====== Excerpt ======
There's a ton of aftermarket support for the 8.8, and there's really no reason to swap one out for a 9". 

Weld the tubes to the housing, and run an aluminum rear cover with the built in girdle. Everything else is the same as upgrading any rear... upgraded axles, diff, etc. Factory 31 spine 8.8s are pretty strong to being with.
 
Power Surge, My thoughts were in line with yours the first time someone suggested the 9". After the 3rd or 4th person suggested the 9" maybe there is something to this which is why I started soliciting opinions. I'm beginning to think that most people wouldn't think about 8.8 or 9" except for the people that would bring it up. I think I'll stick with the 8.8" and if needed I can always change it in the future.
 
Originally posted by californiajohnny californiajohnny wrote:

ok, now i'm curious..,. what are you doing with the f150 that isn't practical???
====== Supplied material ======
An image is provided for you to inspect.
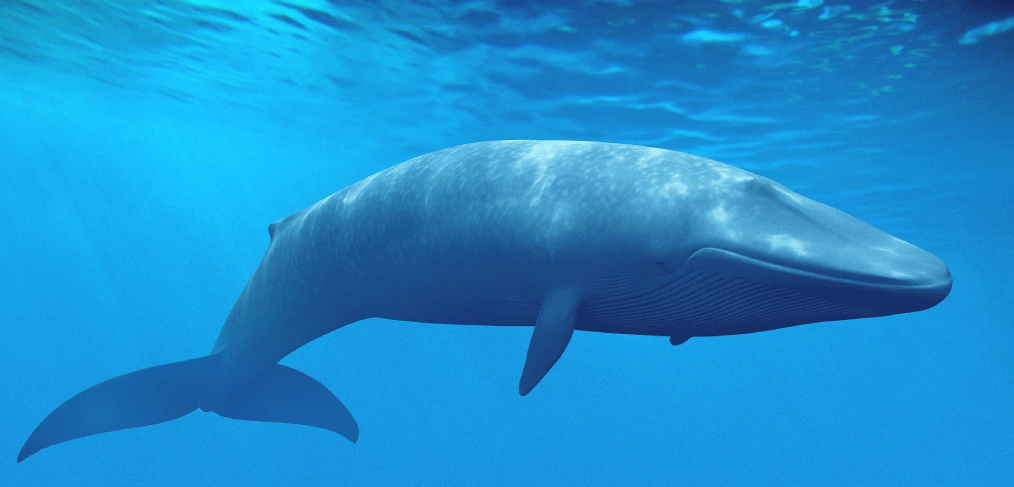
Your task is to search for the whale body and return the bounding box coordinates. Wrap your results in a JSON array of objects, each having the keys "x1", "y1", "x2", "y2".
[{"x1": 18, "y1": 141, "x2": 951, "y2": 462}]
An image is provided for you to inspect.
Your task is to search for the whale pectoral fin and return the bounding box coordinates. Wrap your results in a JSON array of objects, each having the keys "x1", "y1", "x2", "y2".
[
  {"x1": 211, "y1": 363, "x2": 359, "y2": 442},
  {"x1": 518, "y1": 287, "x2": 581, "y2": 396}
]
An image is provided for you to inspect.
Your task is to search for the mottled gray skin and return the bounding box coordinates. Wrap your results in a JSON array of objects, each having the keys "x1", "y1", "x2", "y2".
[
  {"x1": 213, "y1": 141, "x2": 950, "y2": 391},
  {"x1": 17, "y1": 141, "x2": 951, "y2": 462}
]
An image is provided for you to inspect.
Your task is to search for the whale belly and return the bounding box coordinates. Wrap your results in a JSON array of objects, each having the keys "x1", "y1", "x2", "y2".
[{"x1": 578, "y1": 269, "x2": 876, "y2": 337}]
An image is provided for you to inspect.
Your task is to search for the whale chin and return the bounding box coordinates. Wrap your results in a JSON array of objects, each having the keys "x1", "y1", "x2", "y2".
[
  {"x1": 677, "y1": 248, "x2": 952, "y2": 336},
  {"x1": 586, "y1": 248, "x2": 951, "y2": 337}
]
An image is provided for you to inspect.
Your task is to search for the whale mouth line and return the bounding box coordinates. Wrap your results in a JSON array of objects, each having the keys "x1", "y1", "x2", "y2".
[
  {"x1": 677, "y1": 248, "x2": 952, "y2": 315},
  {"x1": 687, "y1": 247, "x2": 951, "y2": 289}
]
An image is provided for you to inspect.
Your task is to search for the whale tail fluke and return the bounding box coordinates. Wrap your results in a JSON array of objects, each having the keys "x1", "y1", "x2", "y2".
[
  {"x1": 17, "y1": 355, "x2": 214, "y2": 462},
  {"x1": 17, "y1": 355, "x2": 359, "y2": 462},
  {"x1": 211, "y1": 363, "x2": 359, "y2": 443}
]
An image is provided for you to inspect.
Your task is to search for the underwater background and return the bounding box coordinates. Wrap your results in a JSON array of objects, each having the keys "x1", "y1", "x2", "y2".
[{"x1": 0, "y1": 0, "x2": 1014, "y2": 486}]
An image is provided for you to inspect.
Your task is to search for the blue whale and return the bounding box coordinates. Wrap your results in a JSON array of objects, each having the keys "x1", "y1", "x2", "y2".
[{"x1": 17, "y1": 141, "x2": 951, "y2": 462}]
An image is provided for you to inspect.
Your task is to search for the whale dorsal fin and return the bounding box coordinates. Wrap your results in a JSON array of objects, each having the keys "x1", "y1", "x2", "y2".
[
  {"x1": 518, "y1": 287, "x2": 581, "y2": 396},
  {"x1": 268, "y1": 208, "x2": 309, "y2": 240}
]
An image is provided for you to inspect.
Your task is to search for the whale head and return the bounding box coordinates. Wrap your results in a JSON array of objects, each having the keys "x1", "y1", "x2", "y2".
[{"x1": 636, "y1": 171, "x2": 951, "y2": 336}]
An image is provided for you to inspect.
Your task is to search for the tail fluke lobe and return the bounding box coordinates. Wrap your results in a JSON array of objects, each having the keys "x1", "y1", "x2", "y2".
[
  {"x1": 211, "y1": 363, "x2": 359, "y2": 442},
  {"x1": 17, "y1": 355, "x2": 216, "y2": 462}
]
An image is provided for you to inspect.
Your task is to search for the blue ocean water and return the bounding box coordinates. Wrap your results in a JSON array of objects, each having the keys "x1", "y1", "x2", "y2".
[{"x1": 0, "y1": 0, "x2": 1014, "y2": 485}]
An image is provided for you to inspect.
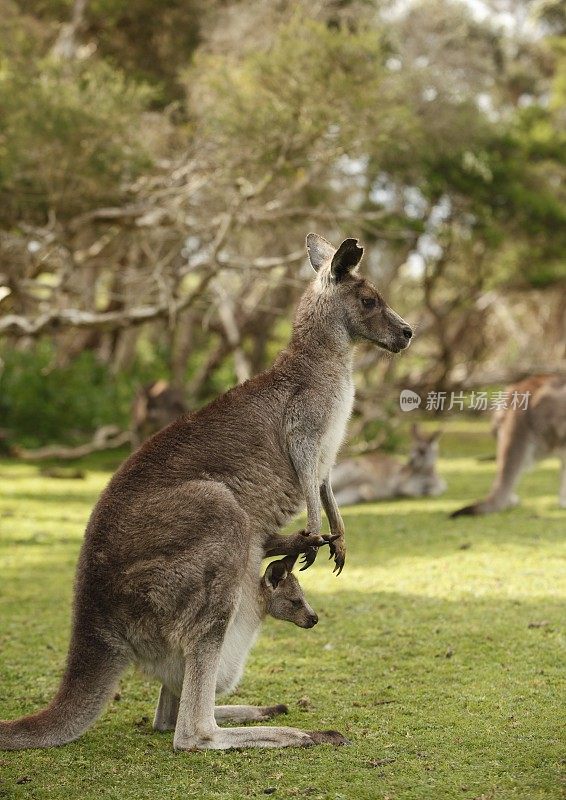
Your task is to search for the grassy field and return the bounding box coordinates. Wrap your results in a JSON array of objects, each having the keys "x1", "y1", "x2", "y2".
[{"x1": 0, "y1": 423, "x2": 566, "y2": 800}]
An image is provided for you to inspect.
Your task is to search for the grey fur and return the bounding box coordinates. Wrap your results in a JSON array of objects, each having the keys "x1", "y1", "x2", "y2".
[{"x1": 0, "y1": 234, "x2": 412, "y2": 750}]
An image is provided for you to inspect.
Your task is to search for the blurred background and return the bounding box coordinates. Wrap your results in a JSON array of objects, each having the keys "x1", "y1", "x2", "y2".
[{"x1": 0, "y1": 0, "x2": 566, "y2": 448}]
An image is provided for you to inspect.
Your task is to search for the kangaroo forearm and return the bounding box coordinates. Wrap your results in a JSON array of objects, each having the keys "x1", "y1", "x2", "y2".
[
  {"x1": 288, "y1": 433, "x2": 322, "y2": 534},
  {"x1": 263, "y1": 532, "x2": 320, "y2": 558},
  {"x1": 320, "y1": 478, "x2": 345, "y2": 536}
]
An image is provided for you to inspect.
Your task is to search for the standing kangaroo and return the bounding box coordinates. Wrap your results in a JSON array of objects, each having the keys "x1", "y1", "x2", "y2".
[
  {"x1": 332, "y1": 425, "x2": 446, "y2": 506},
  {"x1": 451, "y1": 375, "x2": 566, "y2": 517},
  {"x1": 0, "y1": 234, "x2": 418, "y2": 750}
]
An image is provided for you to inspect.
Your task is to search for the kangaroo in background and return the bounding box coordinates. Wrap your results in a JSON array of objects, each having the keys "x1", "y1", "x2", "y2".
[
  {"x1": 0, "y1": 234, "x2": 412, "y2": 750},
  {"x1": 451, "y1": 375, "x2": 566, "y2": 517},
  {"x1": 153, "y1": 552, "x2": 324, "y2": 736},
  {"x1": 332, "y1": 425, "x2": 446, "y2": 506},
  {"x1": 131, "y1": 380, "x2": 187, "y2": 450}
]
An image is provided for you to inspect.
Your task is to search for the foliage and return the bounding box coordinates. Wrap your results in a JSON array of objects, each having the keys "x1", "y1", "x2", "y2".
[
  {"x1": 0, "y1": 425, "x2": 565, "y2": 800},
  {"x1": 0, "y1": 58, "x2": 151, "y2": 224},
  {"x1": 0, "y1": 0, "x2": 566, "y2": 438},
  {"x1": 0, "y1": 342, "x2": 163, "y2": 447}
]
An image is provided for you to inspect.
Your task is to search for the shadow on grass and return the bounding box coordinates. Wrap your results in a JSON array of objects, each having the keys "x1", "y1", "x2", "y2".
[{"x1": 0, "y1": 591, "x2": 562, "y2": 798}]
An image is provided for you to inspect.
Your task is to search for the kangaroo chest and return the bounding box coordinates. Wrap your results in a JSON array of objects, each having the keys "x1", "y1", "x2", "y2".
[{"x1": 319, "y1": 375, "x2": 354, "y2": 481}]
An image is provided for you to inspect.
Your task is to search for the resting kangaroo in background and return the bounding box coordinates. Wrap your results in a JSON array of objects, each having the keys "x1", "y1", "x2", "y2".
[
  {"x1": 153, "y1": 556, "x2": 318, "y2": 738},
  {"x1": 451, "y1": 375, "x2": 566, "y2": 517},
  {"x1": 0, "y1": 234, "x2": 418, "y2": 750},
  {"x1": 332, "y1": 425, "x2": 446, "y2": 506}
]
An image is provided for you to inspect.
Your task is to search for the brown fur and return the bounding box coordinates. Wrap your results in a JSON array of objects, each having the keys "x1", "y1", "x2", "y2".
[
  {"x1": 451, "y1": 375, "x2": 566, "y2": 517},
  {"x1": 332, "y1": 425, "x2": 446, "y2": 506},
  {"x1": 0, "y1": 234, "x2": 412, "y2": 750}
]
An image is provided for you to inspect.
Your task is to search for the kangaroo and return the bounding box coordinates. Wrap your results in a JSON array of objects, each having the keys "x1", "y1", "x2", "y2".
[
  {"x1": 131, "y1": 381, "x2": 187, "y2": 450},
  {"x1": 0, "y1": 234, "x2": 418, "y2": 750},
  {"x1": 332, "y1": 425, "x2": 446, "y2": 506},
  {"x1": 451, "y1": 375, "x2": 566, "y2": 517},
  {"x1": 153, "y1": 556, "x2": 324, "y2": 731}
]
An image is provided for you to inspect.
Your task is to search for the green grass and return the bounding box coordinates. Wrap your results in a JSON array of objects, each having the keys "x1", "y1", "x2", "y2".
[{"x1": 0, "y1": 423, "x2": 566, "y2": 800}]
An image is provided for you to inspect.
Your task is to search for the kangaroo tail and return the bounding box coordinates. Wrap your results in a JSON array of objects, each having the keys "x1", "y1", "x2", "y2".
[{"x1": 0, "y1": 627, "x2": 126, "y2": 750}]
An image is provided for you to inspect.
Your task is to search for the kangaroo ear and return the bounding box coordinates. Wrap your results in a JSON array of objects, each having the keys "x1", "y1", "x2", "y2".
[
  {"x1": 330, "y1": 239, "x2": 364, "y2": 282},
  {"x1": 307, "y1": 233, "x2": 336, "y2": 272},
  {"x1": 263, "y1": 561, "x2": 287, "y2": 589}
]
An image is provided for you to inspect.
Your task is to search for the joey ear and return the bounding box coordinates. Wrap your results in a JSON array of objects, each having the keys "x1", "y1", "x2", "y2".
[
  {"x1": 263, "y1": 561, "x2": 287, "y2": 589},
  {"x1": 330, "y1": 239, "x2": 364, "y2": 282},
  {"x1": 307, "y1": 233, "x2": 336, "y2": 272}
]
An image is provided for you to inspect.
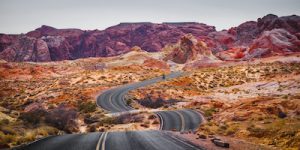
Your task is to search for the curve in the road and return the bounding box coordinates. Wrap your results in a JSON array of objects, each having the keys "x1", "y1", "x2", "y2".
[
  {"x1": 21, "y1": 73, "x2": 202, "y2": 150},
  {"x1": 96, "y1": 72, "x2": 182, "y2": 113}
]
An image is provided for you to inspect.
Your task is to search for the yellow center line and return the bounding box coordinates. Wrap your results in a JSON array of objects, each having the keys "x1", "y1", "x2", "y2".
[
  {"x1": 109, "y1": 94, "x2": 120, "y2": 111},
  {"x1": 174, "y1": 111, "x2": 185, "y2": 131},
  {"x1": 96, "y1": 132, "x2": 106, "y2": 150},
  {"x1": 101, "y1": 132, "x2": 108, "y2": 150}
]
======
Requests:
[A] From the rear axle discussion, extract everything from "Power Surge, My" down to "in the future.".
[B] From the rear axle discussion, list every modification it names for the 8.8 rear end.

Set of answers:
[A]
Power Surge, My thoughts were in line with yours the first time someone suggested the 9". After the 3rd or 4th person suggested the 9" maybe there is something to this which is why I started soliciting opinions. I'm beginning to think that most people wouldn't think about 8.8 or 9" except for the people that would bring it up. I think I'll stick with the 8.8" and if needed I can always change it in the future.

[B]
- Welding the tubes to the housing
- An aluminum rear cover with a built-in girdle
- Upgraded axles
- Upgraded diff